- _Goal_
Reproduce the items starting with the line containing "the red formula" and continuing through the line containing "xmin=0 ymin=16 xmax=73 ymax=25", replacing "photograph" with "image" and leaving everything else unchanged. Omit the pictures from your answer.

- _Data listing_
──────

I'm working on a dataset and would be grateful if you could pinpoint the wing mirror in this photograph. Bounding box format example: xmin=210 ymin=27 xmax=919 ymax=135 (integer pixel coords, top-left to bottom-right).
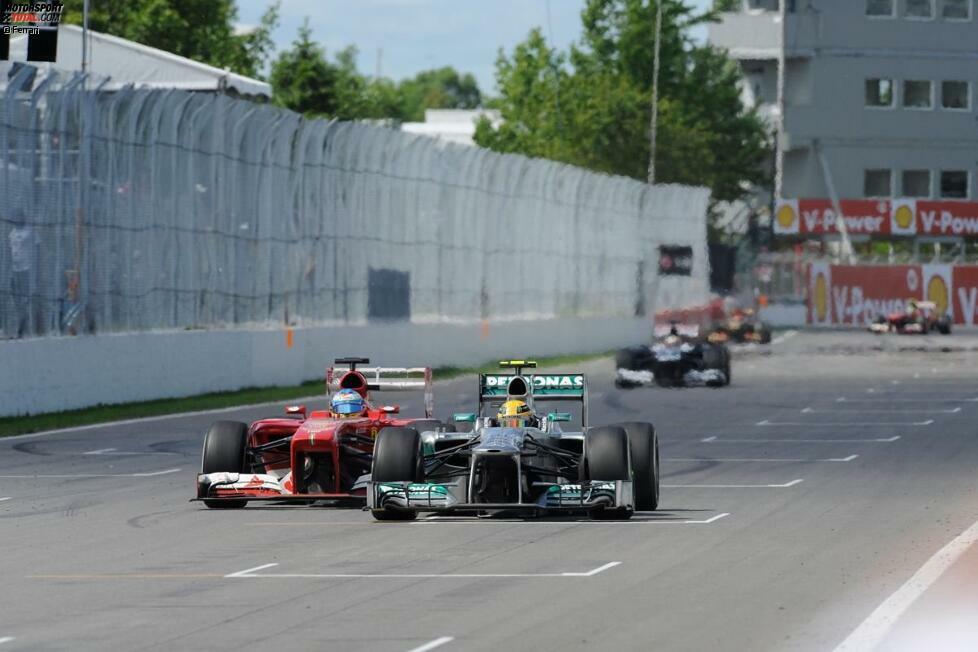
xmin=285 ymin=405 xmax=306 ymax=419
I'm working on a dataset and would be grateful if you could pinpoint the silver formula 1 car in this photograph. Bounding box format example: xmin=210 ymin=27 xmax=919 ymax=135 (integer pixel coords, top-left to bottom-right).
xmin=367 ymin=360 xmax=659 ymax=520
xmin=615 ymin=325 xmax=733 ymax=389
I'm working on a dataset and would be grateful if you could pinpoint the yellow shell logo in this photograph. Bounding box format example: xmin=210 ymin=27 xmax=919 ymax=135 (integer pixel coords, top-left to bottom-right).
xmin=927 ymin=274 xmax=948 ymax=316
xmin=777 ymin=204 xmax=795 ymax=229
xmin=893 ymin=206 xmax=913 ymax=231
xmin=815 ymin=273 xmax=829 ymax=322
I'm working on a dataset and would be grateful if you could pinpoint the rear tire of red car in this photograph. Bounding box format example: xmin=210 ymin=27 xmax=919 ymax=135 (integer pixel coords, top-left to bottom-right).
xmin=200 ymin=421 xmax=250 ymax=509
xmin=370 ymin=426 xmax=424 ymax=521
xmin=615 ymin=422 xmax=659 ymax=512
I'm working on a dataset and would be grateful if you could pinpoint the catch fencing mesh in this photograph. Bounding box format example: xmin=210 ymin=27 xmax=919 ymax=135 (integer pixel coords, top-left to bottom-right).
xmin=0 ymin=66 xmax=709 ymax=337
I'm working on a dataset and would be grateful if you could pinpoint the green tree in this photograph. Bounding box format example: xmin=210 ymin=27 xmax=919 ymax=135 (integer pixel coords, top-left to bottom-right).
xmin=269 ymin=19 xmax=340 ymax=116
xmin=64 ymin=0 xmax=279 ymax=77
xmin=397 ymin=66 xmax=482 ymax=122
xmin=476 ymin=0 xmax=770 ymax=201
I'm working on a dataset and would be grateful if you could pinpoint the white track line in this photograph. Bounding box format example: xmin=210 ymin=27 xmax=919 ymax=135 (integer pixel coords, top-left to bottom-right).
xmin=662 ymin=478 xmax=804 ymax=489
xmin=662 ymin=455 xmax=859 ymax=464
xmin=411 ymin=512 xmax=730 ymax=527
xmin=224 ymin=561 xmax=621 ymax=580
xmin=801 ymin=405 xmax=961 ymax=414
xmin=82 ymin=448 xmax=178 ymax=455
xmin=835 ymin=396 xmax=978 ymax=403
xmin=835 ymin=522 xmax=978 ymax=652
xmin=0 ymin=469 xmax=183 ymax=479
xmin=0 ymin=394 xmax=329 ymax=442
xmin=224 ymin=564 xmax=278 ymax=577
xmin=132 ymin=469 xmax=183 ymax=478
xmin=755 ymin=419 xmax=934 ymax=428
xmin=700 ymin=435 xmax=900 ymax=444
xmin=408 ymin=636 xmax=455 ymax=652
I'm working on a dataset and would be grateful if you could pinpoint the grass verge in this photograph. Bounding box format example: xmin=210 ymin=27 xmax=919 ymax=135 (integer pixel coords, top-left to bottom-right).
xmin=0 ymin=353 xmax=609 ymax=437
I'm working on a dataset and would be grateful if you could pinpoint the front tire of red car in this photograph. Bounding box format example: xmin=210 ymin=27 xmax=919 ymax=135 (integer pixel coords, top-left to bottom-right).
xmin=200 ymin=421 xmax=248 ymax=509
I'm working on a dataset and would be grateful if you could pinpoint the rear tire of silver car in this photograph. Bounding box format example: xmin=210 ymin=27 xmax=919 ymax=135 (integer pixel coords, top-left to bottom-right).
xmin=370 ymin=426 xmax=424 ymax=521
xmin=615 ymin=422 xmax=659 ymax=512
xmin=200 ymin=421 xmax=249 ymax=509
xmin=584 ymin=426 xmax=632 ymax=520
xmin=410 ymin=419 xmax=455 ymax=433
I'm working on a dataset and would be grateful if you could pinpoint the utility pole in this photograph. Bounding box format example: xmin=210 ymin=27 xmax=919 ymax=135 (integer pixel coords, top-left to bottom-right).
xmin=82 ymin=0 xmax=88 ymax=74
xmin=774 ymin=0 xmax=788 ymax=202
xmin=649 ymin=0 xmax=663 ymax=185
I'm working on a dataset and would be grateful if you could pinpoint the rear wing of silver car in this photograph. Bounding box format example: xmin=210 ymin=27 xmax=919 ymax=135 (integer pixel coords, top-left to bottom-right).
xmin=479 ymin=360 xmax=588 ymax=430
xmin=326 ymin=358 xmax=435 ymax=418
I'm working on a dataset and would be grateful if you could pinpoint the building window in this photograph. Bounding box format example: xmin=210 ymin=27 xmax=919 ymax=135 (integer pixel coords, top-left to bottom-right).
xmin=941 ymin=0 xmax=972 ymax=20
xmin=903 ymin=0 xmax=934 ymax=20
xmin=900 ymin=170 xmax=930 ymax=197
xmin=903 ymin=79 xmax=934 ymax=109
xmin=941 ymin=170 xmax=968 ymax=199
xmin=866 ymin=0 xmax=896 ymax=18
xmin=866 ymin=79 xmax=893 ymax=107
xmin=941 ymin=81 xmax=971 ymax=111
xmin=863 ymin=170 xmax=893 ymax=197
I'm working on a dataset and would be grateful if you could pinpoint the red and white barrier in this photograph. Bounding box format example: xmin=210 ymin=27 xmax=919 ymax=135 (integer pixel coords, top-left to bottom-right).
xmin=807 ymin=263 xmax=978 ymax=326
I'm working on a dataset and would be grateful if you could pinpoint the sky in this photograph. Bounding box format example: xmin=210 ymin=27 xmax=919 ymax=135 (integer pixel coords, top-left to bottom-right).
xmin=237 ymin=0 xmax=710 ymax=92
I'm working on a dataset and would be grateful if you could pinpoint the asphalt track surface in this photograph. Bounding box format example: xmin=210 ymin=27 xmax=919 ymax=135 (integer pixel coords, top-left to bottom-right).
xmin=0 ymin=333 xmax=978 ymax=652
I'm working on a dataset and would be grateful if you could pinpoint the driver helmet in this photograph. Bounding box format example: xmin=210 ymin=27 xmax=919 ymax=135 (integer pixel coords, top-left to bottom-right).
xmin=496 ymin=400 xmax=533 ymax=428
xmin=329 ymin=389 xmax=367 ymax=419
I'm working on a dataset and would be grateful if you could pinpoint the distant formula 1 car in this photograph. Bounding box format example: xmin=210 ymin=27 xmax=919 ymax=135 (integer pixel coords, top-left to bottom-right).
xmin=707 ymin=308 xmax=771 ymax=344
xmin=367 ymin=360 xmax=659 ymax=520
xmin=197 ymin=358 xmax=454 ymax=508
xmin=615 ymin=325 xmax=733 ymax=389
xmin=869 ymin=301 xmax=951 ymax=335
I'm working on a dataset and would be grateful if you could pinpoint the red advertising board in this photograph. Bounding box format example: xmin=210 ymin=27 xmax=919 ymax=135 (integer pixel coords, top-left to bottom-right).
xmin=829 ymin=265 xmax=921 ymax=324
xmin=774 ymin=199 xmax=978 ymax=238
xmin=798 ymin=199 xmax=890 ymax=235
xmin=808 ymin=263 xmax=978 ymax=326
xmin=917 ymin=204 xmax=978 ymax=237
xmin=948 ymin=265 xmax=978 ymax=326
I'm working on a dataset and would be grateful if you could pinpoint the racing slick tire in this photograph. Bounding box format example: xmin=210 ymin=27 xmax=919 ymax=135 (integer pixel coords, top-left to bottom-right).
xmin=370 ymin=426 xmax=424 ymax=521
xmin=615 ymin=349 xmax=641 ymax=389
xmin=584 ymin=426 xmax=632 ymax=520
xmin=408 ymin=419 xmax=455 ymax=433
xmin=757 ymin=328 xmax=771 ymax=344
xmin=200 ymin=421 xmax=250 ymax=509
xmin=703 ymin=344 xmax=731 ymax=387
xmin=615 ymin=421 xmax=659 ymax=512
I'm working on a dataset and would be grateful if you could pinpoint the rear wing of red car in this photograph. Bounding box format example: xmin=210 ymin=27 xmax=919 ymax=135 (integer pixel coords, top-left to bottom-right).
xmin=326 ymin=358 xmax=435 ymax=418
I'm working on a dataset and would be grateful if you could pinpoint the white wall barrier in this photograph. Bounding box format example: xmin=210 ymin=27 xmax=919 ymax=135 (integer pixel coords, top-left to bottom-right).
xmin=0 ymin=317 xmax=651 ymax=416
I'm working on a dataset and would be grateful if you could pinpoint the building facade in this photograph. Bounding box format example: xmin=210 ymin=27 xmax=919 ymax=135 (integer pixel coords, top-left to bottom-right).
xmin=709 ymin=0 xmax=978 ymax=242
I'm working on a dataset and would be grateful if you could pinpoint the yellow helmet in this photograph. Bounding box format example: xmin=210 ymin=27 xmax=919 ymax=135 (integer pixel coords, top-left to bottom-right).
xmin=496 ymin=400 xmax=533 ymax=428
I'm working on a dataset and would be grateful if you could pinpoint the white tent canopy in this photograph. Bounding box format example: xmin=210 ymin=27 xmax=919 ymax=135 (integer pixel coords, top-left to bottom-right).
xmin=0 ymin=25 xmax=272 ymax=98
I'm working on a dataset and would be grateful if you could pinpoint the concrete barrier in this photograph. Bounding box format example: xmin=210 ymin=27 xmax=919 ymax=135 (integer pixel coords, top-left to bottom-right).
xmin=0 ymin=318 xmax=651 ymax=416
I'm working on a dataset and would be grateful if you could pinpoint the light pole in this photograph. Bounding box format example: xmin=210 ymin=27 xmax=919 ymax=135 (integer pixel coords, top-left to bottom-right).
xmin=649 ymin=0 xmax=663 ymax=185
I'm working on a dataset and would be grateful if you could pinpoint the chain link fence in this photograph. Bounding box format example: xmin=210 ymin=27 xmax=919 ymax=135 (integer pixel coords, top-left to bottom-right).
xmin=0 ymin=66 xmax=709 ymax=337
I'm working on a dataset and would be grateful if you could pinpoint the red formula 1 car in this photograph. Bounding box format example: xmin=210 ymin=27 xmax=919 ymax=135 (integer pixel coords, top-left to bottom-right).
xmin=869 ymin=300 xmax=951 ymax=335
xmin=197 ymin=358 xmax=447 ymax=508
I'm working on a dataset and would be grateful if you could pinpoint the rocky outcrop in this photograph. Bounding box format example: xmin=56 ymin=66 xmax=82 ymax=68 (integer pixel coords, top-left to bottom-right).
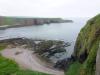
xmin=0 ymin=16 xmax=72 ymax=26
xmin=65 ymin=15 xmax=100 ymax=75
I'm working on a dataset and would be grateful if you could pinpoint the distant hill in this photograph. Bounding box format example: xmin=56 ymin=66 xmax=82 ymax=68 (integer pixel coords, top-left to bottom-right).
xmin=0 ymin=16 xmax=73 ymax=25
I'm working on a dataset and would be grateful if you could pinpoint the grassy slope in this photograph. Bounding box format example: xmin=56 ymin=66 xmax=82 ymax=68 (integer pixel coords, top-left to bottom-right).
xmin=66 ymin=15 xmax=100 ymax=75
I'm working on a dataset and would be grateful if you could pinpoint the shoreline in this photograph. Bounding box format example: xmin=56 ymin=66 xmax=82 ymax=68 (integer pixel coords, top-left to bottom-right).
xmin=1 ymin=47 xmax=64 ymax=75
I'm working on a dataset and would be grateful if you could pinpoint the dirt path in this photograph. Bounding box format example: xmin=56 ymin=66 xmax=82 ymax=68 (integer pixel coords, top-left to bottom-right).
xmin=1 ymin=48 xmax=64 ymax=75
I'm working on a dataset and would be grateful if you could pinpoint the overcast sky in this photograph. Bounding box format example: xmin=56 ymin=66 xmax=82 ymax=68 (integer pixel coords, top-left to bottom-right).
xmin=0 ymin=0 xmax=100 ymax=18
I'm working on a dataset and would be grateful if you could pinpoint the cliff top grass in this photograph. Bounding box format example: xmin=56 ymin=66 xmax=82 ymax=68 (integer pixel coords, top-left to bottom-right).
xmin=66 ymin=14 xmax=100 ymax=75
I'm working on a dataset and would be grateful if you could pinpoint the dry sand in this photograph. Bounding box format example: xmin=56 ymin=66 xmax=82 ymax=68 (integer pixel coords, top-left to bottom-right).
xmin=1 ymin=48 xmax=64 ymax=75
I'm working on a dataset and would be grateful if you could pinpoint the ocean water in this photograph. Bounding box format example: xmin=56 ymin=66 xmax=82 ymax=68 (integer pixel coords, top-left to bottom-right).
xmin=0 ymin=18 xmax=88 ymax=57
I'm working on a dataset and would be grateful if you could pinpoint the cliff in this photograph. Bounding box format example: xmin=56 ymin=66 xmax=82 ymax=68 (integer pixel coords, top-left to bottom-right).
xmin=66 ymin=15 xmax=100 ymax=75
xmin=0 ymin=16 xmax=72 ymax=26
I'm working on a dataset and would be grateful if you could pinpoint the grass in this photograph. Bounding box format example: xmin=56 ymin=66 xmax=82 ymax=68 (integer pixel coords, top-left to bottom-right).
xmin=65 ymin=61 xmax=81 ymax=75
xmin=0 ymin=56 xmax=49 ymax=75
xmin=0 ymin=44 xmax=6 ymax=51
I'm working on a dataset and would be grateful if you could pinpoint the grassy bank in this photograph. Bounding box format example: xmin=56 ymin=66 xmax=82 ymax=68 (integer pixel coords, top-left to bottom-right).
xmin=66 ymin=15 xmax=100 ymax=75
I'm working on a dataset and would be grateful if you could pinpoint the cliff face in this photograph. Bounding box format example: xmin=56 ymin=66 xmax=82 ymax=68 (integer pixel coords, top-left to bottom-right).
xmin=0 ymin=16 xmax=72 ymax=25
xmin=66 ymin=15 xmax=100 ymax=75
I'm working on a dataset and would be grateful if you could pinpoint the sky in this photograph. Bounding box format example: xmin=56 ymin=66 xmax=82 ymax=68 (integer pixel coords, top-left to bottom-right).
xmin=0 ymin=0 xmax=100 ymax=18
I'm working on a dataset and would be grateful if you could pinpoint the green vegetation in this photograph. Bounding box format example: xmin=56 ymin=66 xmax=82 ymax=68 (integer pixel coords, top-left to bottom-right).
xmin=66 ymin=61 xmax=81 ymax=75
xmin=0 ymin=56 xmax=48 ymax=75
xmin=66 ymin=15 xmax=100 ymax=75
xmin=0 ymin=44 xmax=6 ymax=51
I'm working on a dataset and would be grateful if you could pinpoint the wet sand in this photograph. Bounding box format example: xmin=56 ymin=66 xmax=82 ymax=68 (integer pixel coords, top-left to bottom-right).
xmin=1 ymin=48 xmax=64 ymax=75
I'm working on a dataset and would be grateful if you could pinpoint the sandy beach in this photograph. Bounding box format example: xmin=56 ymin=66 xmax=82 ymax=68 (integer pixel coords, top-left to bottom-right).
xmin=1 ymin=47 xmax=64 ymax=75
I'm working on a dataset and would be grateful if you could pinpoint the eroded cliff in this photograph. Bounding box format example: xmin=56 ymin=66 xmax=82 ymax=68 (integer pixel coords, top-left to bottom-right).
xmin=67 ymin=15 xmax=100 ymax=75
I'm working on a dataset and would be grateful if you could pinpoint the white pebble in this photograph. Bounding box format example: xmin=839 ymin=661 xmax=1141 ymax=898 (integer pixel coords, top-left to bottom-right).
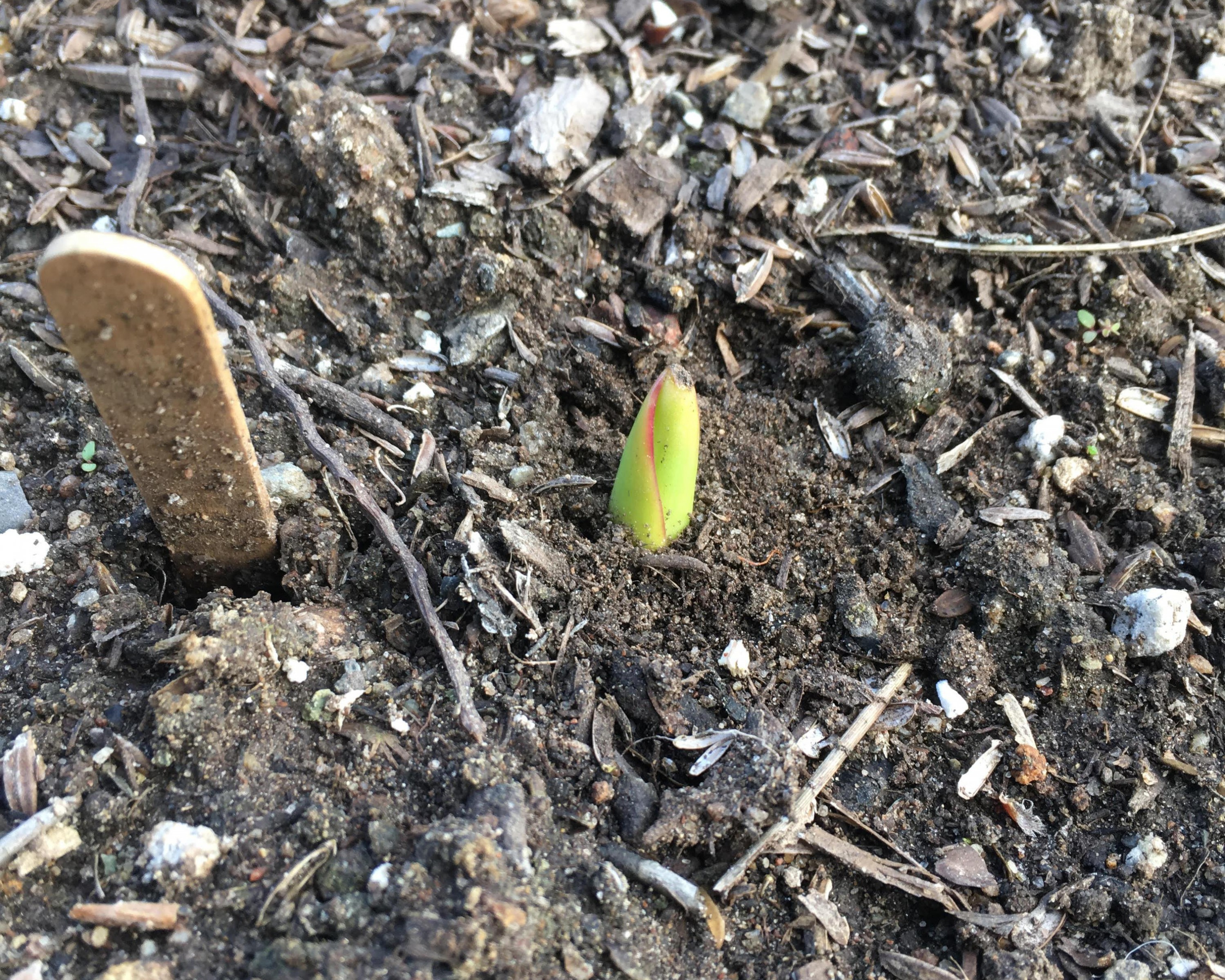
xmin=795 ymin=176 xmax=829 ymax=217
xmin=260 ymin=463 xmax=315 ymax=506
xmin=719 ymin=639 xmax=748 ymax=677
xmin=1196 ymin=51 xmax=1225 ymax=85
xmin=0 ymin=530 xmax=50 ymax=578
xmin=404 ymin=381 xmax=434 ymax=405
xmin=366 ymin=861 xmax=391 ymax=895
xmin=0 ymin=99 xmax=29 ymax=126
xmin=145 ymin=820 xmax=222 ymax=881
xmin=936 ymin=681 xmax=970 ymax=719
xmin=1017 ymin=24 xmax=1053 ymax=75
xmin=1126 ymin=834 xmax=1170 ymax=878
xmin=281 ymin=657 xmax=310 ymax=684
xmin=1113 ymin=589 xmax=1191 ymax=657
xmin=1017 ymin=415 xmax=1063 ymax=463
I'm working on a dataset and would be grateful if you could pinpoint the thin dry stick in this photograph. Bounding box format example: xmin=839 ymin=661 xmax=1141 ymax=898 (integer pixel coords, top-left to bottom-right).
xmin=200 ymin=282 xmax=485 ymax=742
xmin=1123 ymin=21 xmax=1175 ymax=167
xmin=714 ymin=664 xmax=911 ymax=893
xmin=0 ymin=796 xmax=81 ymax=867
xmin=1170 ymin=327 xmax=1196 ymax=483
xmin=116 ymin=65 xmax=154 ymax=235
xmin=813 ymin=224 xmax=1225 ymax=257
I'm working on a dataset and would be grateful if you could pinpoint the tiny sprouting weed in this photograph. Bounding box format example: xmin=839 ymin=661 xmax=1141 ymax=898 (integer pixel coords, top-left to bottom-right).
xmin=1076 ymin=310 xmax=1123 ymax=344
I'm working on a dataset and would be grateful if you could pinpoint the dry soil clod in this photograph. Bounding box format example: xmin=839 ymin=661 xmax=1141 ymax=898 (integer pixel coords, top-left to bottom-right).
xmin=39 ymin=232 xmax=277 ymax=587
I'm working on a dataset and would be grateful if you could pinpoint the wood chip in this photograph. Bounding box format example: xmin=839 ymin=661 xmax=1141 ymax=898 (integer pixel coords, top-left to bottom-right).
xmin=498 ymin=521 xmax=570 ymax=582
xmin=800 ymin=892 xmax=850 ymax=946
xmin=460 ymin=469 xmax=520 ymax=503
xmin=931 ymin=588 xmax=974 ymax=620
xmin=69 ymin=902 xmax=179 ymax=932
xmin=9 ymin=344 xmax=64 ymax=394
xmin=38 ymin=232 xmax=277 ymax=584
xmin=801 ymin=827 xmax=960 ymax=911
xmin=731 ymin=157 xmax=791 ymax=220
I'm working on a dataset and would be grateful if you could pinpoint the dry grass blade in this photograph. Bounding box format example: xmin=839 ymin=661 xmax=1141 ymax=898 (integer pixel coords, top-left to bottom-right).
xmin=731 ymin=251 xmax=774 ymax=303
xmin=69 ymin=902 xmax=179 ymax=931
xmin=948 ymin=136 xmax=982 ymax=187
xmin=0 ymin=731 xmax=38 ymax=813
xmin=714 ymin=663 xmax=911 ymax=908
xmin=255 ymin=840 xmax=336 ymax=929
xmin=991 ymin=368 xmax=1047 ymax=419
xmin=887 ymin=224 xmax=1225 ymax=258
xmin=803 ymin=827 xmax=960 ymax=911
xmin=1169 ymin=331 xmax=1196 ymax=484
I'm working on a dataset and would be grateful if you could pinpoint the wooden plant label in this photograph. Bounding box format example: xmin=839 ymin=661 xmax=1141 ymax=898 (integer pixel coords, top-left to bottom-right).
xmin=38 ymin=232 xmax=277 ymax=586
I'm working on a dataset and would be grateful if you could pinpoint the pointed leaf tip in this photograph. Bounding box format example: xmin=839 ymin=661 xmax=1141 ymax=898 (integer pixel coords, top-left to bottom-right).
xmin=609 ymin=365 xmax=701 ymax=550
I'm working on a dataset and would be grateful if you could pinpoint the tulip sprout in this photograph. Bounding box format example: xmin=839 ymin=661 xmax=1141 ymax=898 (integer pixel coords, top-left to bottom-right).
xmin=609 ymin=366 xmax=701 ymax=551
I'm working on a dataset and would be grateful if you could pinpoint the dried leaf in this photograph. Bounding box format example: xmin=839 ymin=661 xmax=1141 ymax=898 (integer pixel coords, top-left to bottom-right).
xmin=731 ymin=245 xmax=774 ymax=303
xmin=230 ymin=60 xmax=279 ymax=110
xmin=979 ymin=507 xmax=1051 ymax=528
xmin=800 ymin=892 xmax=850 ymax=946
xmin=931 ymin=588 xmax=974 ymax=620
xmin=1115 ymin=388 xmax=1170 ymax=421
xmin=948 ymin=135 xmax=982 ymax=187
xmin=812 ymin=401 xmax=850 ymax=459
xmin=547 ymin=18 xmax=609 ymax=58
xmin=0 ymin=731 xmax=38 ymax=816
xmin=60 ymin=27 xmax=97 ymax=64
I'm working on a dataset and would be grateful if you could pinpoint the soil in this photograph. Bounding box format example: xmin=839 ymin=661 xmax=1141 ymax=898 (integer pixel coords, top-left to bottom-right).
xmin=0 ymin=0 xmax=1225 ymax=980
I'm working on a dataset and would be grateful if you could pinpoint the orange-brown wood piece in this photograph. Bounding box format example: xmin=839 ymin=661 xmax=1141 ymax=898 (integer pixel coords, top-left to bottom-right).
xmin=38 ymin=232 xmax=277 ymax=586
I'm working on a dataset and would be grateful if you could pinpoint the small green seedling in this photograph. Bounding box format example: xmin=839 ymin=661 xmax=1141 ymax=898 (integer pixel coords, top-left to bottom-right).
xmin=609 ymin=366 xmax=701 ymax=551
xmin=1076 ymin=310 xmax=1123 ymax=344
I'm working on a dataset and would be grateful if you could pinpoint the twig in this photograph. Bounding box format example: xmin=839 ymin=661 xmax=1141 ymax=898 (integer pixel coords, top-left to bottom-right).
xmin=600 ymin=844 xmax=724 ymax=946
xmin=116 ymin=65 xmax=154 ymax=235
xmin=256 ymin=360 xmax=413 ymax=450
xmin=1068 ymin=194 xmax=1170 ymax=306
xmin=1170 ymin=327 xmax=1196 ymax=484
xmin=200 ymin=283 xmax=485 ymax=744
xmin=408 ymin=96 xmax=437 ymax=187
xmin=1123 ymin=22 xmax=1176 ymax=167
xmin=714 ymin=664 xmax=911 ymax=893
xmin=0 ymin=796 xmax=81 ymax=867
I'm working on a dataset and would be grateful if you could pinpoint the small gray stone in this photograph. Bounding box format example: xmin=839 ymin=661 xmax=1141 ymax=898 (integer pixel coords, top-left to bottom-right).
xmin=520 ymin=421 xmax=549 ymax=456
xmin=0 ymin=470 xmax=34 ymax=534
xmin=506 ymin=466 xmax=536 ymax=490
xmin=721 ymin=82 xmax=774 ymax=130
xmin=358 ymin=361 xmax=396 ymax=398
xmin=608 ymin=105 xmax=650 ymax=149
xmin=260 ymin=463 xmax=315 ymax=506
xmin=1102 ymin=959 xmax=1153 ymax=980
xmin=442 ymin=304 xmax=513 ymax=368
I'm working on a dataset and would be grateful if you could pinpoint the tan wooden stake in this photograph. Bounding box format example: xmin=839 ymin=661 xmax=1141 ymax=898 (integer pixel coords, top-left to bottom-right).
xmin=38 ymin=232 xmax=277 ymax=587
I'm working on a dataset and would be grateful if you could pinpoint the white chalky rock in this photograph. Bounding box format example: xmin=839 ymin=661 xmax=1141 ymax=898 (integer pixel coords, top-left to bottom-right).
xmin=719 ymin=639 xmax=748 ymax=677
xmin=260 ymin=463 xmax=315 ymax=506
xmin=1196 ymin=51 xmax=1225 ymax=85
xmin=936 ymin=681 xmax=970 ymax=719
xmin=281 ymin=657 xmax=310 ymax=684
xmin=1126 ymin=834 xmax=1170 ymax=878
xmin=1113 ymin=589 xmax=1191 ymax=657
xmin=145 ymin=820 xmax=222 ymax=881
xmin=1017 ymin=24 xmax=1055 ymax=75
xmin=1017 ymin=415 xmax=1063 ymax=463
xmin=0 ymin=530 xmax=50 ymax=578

──────

- _Correct output_
I'm working on a dataset and would be grateful if you could pinpoint the red formula 1 car in this image. Bounding box format example: xmin=210 ymin=27 xmax=919 ymax=135 (integer pixel coords, top-left to bottom-right).
xmin=869 ymin=300 xmax=951 ymax=335
xmin=197 ymin=358 xmax=447 ymax=508
I'm working on a dataset and would be grateful if you could pinpoint the rocky outcrop in this image. Bounding box format example: xmin=56 ymin=66 xmax=82 ymax=68 (integer pixel coords, top-left to bottom-right).
xmin=0 ymin=16 xmax=72 ymax=26
xmin=65 ymin=15 xmax=100 ymax=75
I'm working on a dataset and would be grateful if you could pinpoint the distant hill in this image. Bounding box format example: xmin=56 ymin=66 xmax=82 ymax=68 (integer pixel coords, top-left to bottom-right).
xmin=0 ymin=16 xmax=73 ymax=25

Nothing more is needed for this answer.